◆ **Exercício proposto 1**
Conte quantas linhas da listagem contêm a palavra "jacket". Responda só com o número.

──────── Texto de leitura

O homem, segundo
Lawrence, parece ter se tornado imune à ascendência de Deus a presidir o
universo, desvencilhando-se de suas mãos para resvalar ao inevitável “abismo do
autoconhecimento”, do “eu-separado-de-Deus” – distintamente dos outros animais,
que permaneceriam como que num verdadeiro estado de graça.
Repetindo sons e
palavras, o autor inglês pretende reforçar as imagens de regressão ao infinito,
argumentando que não há fundo onde chegar nessa queda, porque em completa
desconexão em relação a quaisquer forças cósmicas: o homem às voltas consigo
mesmo, em autognose capaz de levá-lo perigosamente às brasas incandescentes da
desintegração.
J.A.R. – H.C.
D. H. Lawrence
(1885-1930)
Only Man
Only man can fall
from God.
Only man.
No animal, no beast
nor creeping thing
no cobra nor hyaena
nor scorpion nor hideous white ant
can slip entirely
through the fingers of the hands of god
into the abyss of
self knowledge,
knowledge of the self-apart-from-God.
For the knowledge of
the self-apart-from-God.

────────────────

◆ **Exercício proposto 2**
Resuma em duas frases o texto sobre o poema “Only Man”.

──────── Dados fornecidos

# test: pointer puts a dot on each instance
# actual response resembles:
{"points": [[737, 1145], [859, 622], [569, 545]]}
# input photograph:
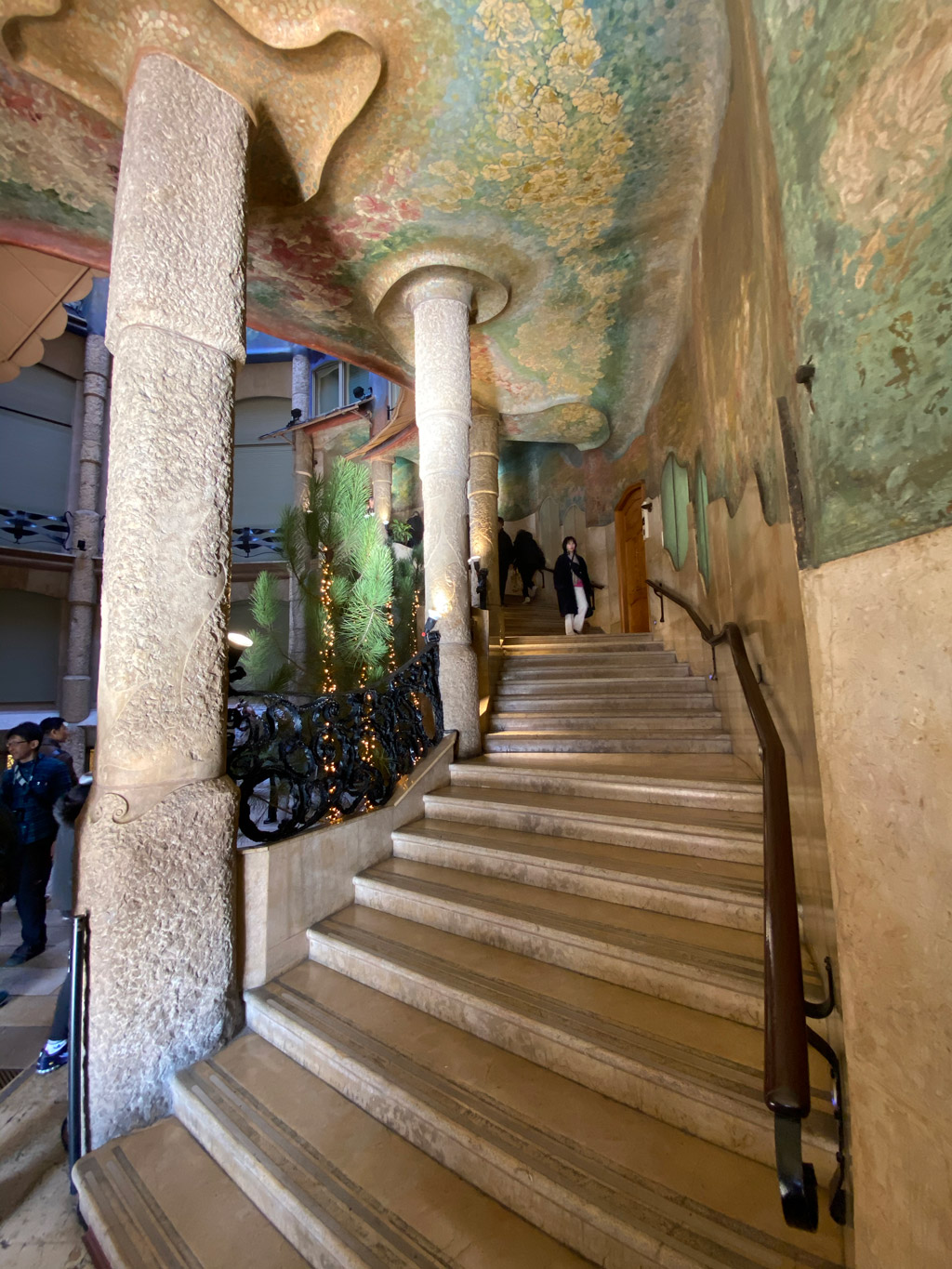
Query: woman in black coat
{"points": [[574, 589]]}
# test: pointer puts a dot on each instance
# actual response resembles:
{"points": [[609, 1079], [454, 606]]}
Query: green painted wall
{"points": [[860, 99]]}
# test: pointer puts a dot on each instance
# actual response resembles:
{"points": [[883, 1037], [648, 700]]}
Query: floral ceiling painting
{"points": [[562, 148]]}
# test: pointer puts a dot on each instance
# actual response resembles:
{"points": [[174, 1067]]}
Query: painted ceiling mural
{"points": [[562, 148], [861, 108]]}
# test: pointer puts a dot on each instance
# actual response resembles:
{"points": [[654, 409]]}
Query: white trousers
{"points": [[573, 625]]}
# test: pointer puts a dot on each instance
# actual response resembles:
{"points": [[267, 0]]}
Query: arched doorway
{"points": [[629, 553]]}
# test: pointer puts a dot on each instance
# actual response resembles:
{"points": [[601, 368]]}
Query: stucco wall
{"points": [[879, 650], [860, 104]]}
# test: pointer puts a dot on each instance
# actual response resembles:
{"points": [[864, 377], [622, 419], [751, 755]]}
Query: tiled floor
{"points": [[38, 1224], [25, 1018]]}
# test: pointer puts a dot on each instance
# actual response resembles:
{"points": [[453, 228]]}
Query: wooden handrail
{"points": [[786, 1057]]}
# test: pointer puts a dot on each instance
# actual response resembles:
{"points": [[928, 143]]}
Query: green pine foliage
{"points": [[355, 599]]}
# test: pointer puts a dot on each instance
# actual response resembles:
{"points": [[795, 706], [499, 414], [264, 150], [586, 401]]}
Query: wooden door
{"points": [[632, 569]]}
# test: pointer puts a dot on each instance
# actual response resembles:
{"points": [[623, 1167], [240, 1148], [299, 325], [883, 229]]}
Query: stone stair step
{"points": [[688, 1069], [611, 1182], [156, 1200], [614, 663], [652, 654], [705, 890], [340, 1185], [632, 703], [694, 781], [612, 721], [635, 668], [715, 834], [694, 963], [565, 641], [598, 743], [605, 689]]}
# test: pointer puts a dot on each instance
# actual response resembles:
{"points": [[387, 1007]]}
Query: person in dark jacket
{"points": [[30, 789], [506, 559], [56, 1051], [528, 560], [574, 589], [55, 734]]}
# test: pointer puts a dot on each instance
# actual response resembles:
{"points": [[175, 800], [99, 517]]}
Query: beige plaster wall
{"points": [[263, 378], [879, 647], [754, 581], [288, 886]]}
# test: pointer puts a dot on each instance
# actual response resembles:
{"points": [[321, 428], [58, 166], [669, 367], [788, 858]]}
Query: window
{"points": [[334, 386], [704, 549], [357, 378], [674, 509], [327, 389], [264, 469], [35, 439]]}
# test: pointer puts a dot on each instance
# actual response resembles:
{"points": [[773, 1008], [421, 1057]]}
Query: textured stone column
{"points": [[483, 496], [382, 485], [441, 310], [76, 685], [156, 847], [303, 471]]}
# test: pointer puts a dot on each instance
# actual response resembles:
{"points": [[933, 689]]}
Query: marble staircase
{"points": [[534, 1039]]}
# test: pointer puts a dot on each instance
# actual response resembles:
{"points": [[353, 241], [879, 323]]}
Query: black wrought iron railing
{"points": [[40, 531], [786, 1009], [303, 760]]}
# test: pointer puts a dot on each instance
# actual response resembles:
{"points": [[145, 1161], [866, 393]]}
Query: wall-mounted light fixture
{"points": [[238, 646]]}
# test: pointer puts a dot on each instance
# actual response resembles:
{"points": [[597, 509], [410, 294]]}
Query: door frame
{"points": [[636, 490]]}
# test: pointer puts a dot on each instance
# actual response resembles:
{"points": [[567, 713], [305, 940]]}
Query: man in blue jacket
{"points": [[30, 789]]}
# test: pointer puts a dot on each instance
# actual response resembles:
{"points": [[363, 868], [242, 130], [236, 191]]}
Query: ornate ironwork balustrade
{"points": [[299, 760]]}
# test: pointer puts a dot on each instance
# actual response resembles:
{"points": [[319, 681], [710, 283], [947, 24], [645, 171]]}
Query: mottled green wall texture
{"points": [[860, 99]]}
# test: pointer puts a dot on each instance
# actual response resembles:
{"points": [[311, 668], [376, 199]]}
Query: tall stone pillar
{"points": [[157, 841], [303, 471], [76, 695], [440, 303], [382, 485], [483, 496]]}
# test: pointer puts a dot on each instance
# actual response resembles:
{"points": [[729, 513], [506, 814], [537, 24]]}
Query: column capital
{"points": [[438, 284], [402, 295]]}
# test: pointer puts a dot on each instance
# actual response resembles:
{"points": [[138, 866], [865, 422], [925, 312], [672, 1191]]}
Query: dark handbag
{"points": [[9, 855]]}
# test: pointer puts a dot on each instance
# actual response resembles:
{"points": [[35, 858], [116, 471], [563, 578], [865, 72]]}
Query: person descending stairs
{"points": [[535, 1038]]}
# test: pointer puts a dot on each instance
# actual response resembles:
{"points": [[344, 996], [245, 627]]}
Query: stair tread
{"points": [[596, 741], [156, 1200], [704, 769], [624, 1170], [598, 857], [631, 1026], [384, 1199], [549, 720], [694, 946], [712, 820]]}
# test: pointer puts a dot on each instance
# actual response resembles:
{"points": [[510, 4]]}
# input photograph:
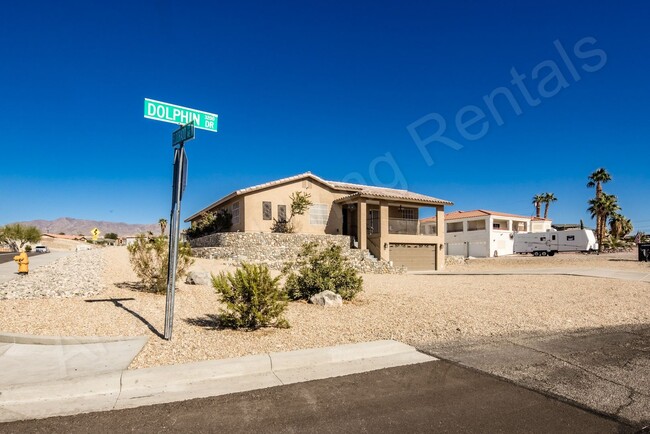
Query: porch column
{"points": [[383, 231], [440, 233], [440, 221], [362, 231]]}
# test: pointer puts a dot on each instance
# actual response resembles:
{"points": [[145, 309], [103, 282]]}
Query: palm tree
{"points": [[537, 201], [601, 208], [597, 179], [547, 199]]}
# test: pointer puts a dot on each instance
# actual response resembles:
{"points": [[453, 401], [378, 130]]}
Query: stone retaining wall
{"points": [[276, 249]]}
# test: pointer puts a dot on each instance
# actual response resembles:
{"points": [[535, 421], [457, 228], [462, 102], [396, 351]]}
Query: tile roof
{"points": [[355, 190]]}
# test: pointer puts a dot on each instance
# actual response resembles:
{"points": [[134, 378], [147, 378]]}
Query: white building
{"points": [[481, 233]]}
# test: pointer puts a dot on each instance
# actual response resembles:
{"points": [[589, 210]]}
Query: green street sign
{"points": [[175, 114]]}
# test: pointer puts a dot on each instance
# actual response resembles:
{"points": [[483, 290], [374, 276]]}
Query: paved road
{"points": [[9, 270], [605, 369], [8, 257], [609, 273], [429, 397]]}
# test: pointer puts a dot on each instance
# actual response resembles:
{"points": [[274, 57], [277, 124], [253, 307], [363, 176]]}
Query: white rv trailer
{"points": [[552, 242]]}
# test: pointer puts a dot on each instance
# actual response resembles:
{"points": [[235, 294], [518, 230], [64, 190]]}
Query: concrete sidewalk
{"points": [[109, 389], [9, 270], [637, 276]]}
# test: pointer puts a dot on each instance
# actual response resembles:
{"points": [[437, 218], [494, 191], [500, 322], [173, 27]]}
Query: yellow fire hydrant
{"points": [[23, 263]]}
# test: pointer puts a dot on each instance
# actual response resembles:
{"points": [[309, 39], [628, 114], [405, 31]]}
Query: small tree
{"points": [[149, 258], [17, 235], [317, 270], [300, 202], [252, 297], [211, 223], [163, 225]]}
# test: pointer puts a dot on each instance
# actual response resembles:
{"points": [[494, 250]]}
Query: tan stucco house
{"points": [[383, 220]]}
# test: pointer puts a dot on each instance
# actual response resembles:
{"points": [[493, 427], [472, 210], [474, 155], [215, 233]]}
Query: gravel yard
{"points": [[415, 309]]}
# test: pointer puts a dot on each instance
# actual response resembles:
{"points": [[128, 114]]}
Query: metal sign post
{"points": [[180, 177], [185, 132], [165, 112]]}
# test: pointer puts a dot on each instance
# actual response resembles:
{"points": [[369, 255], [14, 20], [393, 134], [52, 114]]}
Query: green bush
{"points": [[149, 258], [317, 270], [252, 297]]}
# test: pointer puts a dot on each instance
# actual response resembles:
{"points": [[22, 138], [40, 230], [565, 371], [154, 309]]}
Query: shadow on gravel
{"points": [[132, 286], [118, 303], [209, 321]]}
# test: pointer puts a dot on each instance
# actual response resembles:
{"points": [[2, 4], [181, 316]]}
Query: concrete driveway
{"points": [[606, 370]]}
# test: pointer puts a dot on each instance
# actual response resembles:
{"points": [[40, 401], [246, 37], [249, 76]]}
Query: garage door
{"points": [[415, 257]]}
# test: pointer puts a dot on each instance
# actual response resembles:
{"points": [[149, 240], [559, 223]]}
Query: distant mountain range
{"points": [[72, 226]]}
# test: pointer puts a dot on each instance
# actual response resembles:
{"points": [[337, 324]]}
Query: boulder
{"points": [[198, 278], [327, 299]]}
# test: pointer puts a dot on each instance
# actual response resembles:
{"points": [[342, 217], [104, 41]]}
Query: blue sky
{"points": [[327, 87]]}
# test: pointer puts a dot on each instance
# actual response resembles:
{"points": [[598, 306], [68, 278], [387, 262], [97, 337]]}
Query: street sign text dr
{"points": [[175, 114]]}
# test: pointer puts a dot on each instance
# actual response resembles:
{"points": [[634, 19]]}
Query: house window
{"points": [[373, 221], [267, 213], [318, 214], [282, 213], [235, 213], [409, 213], [476, 225]]}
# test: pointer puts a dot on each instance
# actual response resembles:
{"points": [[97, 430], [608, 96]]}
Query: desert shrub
{"points": [[300, 203], [319, 269], [149, 258], [252, 297]]}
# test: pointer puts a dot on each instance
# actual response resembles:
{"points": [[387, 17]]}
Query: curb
{"points": [[129, 389]]}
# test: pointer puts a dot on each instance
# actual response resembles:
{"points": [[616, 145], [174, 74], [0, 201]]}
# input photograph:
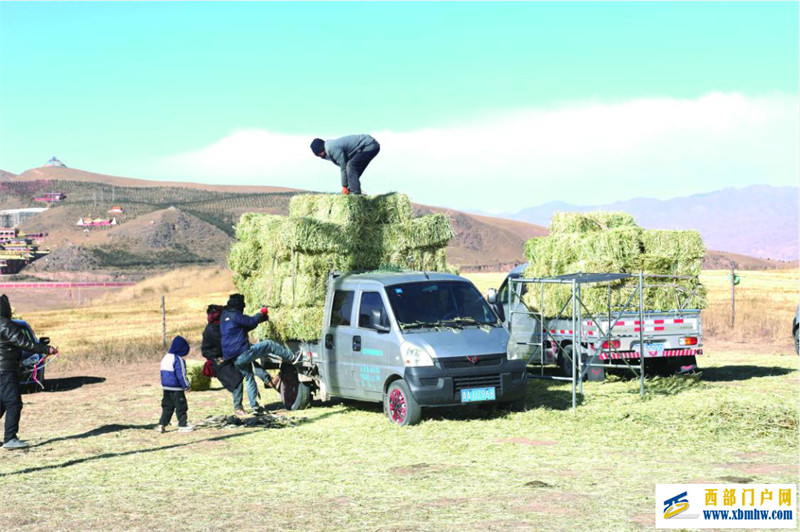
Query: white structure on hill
{"points": [[14, 217], [55, 162]]}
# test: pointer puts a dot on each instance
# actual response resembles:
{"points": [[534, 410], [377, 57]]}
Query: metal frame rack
{"points": [[599, 342], [579, 314]]}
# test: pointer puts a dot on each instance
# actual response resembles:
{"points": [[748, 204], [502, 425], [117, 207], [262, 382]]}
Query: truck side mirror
{"points": [[375, 321], [491, 296]]}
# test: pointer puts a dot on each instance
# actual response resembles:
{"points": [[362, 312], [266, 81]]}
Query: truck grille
{"points": [[481, 361], [478, 381]]}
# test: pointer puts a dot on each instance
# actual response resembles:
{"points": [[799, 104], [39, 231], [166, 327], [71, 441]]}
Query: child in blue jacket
{"points": [[174, 382]]}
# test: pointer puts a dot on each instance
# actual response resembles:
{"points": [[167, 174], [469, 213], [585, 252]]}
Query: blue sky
{"points": [[654, 99]]}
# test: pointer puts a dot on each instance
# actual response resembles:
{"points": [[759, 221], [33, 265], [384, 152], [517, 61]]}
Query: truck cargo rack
{"points": [[580, 314]]}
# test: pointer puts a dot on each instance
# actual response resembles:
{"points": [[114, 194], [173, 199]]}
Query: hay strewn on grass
{"points": [[284, 262], [197, 381], [610, 242]]}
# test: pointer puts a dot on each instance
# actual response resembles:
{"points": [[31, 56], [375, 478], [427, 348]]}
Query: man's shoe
{"points": [[15, 444]]}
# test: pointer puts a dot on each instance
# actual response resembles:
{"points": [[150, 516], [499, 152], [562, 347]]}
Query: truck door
{"points": [[339, 342], [373, 348]]}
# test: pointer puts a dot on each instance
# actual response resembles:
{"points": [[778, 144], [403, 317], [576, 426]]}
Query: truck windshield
{"points": [[439, 303]]}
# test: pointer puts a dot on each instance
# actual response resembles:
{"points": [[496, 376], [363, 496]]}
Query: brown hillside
{"points": [[73, 174], [723, 260], [171, 227], [483, 243]]}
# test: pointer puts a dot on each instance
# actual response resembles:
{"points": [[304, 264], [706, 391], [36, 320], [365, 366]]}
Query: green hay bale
{"points": [[313, 236], [434, 230], [672, 253], [197, 381], [292, 324], [303, 291], [586, 222], [352, 209]]}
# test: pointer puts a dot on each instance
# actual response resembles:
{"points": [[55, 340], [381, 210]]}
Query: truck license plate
{"points": [[469, 395], [654, 350]]}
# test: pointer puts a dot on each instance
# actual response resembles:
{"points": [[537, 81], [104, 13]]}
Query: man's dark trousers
{"points": [[173, 401], [10, 403], [356, 167]]}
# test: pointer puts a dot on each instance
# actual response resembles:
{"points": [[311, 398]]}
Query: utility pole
{"points": [[733, 295], [163, 323]]}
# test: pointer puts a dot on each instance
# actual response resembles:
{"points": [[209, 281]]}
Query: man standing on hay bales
{"points": [[235, 326], [351, 154]]}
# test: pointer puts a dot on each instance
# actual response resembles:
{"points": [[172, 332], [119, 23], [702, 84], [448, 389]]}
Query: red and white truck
{"points": [[670, 339]]}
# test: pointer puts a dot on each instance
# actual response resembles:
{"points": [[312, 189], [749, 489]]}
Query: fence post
{"points": [[733, 296], [163, 323]]}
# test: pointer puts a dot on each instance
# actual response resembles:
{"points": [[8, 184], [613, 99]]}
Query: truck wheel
{"points": [[295, 395], [400, 406]]}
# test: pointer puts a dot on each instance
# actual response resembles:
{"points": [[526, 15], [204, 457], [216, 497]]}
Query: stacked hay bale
{"points": [[284, 262], [611, 242]]}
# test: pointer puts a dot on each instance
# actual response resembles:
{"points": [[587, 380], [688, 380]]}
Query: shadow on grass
{"points": [[742, 373], [104, 429], [67, 384], [116, 455]]}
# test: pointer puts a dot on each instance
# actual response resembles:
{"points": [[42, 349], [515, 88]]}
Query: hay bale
{"points": [[585, 222], [352, 209], [610, 242], [197, 381], [284, 262]]}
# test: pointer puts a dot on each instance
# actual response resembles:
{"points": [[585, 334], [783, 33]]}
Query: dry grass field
{"points": [[96, 463], [126, 325]]}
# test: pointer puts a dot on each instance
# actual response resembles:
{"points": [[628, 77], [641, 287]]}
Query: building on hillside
{"points": [[96, 222], [14, 217], [50, 197], [55, 162]]}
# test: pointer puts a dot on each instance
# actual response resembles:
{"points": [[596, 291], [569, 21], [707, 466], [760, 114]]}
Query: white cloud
{"points": [[582, 153]]}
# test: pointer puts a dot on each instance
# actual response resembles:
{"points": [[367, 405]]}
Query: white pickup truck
{"points": [[672, 338]]}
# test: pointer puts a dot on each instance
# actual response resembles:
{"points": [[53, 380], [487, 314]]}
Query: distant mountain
{"points": [[760, 220], [73, 174], [174, 223]]}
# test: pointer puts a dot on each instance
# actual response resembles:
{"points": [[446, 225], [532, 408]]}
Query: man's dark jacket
{"points": [[234, 327], [13, 340], [211, 347]]}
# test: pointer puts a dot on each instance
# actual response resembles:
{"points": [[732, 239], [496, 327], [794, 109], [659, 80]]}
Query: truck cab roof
{"points": [[393, 278]]}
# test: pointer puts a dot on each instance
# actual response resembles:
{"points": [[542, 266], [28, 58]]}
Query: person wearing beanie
{"points": [[13, 341], [351, 154], [211, 347], [236, 348], [174, 383]]}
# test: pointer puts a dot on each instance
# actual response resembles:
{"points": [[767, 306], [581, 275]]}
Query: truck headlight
{"points": [[414, 356]]}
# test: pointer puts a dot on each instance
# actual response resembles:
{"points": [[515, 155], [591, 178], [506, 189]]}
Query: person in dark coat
{"points": [[211, 347], [13, 341], [351, 154], [234, 328]]}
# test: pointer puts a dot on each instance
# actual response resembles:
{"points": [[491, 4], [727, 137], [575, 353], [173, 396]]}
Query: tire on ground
{"points": [[400, 406], [295, 395]]}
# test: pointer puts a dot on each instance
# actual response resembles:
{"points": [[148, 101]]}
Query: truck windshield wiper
{"points": [[463, 322], [420, 325]]}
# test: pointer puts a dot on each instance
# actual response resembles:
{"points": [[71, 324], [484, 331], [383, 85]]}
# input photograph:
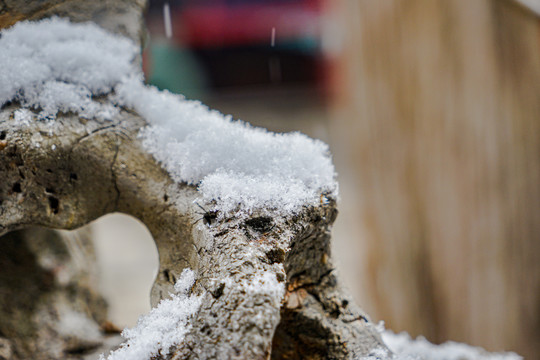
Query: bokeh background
{"points": [[432, 111]]}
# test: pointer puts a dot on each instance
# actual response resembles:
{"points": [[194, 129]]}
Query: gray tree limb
{"points": [[98, 167]]}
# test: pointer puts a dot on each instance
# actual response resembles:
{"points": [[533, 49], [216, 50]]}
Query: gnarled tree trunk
{"points": [[98, 167]]}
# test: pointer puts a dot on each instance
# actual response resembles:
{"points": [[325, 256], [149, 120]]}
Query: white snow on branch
{"points": [[406, 348], [165, 326], [55, 66]]}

────────────────

◆ **Resultado 1**
4

◆ **Resultado 2**
Segundo o texto, Lawrence vê o homem como o único ser capaz de escapar das mãos de Deus e cair no abismo do autoconhecimento, do eu separado de Deus, ao contrário dos outros animais, que permaneceriam num estado de graça. Ao repetir sons e palavras, o autor reforça a imagem de uma queda sem fundo, desligada de quaisquer forças cósmicas, que pode levar o homem à desintegração.